• WHAT IS BEING ASKED: When you reach the line containing "In this exercise you will mark the hillside" in the entries below, repeat it and each line after it exactly until the entries end.
EXERCISE INPUT Block Start
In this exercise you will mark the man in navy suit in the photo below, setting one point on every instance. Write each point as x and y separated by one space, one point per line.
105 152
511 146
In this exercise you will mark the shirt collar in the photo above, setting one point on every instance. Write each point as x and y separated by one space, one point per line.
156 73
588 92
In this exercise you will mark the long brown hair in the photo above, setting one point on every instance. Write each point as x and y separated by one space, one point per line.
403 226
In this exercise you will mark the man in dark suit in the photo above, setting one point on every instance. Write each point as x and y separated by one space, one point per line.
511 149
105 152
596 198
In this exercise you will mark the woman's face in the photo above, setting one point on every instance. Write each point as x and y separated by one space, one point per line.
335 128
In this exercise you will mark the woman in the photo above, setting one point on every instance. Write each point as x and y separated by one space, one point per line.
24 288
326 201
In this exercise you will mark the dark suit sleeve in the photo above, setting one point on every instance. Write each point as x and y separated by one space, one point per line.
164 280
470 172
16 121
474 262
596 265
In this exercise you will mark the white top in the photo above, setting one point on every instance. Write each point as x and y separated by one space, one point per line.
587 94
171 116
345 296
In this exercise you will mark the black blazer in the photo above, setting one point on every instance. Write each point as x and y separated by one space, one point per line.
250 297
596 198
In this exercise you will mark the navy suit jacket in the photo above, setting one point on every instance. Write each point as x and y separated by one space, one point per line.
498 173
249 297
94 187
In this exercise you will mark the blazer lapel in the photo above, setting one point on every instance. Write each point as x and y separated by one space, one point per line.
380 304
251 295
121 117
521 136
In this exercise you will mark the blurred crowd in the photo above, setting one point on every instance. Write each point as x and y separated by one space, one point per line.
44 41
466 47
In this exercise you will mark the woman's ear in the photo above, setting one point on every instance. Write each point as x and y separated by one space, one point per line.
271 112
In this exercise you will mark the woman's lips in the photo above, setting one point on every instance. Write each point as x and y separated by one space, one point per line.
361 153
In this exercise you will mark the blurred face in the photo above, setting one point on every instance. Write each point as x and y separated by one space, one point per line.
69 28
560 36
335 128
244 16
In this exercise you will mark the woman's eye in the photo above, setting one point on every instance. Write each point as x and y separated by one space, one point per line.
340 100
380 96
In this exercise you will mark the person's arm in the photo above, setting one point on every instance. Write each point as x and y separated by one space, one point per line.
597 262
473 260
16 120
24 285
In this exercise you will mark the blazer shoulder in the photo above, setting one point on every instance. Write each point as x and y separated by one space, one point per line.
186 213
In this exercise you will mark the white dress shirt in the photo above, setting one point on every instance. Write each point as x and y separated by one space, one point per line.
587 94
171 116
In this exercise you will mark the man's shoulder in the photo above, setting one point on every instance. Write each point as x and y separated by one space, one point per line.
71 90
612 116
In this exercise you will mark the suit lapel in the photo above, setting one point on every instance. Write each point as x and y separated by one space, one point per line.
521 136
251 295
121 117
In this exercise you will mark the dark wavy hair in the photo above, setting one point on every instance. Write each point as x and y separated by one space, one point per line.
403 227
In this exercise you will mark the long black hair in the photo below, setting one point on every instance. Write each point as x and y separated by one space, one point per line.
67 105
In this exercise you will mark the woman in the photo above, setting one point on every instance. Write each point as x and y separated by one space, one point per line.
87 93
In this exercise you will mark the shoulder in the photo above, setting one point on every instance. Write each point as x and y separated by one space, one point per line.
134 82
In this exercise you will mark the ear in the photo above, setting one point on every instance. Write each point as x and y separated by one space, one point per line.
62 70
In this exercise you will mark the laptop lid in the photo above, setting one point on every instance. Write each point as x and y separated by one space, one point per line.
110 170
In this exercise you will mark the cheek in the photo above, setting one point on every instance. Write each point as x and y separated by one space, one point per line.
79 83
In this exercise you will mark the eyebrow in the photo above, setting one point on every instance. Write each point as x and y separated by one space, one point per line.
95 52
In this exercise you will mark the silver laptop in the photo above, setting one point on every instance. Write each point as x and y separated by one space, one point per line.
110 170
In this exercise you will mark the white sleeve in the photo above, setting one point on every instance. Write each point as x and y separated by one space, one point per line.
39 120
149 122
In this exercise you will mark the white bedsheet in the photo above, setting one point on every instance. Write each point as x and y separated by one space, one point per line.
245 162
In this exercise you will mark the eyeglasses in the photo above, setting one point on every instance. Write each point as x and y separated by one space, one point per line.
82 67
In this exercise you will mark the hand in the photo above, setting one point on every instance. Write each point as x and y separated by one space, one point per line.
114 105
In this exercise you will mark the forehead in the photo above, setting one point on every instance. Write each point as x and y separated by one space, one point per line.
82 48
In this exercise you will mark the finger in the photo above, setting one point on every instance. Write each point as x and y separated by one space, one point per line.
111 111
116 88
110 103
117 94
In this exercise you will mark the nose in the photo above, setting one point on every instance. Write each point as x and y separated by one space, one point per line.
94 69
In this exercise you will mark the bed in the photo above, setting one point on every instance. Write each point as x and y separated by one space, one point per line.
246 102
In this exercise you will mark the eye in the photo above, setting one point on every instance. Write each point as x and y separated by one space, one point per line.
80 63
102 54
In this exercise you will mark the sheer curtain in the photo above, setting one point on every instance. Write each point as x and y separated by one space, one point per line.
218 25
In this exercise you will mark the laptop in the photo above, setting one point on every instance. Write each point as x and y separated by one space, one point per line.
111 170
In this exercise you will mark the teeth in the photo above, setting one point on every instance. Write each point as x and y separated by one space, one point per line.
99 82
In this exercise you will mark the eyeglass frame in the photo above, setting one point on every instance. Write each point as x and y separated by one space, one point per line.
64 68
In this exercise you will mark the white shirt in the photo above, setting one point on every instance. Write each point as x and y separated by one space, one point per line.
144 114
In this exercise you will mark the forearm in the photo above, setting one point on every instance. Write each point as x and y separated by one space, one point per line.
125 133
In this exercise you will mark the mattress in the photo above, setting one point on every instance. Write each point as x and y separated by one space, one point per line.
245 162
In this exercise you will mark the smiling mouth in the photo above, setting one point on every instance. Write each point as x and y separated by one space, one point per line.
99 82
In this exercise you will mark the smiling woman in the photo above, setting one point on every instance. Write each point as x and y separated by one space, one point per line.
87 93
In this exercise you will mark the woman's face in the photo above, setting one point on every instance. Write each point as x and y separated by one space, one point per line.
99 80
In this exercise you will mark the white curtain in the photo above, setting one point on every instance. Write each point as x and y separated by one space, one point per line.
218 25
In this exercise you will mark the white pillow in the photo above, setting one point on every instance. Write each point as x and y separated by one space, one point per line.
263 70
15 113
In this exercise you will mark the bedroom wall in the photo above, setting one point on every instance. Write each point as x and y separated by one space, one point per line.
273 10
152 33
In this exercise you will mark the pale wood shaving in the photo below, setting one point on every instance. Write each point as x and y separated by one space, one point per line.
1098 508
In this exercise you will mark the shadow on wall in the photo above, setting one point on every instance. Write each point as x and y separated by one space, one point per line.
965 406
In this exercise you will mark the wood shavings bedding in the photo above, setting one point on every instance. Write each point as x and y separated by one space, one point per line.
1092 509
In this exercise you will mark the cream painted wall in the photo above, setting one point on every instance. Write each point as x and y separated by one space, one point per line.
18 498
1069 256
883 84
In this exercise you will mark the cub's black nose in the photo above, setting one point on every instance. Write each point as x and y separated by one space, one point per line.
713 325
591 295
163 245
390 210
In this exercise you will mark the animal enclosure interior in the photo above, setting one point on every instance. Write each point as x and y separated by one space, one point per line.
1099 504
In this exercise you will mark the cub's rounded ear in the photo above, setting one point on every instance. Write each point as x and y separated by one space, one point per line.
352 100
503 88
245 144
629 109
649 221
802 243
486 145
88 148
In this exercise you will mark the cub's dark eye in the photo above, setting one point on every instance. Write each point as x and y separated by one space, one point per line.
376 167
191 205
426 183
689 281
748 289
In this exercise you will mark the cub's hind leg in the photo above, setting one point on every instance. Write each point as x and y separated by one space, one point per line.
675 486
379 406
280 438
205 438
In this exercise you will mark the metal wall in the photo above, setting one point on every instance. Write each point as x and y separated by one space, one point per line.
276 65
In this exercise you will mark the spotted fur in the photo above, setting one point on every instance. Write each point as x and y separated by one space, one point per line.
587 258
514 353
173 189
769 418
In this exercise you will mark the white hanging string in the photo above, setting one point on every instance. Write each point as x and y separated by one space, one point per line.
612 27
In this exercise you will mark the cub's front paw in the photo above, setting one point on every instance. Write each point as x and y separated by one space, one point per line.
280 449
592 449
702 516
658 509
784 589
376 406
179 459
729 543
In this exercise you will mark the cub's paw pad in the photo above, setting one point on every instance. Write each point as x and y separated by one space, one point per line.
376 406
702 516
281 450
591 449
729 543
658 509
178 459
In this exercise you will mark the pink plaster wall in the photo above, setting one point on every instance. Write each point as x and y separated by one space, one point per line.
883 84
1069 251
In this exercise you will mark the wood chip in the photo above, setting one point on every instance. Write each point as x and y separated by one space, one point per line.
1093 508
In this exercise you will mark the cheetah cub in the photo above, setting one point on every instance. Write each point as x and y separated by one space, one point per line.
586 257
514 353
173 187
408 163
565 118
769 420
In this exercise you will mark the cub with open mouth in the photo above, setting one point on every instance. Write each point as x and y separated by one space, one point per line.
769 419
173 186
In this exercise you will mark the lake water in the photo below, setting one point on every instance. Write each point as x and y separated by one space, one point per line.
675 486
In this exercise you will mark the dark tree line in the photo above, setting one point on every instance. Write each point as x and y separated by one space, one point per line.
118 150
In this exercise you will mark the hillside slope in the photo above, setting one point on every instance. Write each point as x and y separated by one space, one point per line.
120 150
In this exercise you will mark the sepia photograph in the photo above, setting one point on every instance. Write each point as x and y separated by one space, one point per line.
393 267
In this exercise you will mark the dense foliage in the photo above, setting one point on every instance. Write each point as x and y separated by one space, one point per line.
EXERCISE INPUT Block End
• ANSWER BOX:
In this exercise you will mark the hillside slope in the photo above, setting one point on every instance. Write each point as x and y separated by one space, one point per line.
120 150
In this exercise you will mark the sepia photograph in the photo above, setting one point on every instance. Write each point as x and y separated by one space, one point per line.
393 267
In this exercise you will mark the dense foliage in the photo above, setting one point on every instance. Write each point as x and y separated by one space, one point per line.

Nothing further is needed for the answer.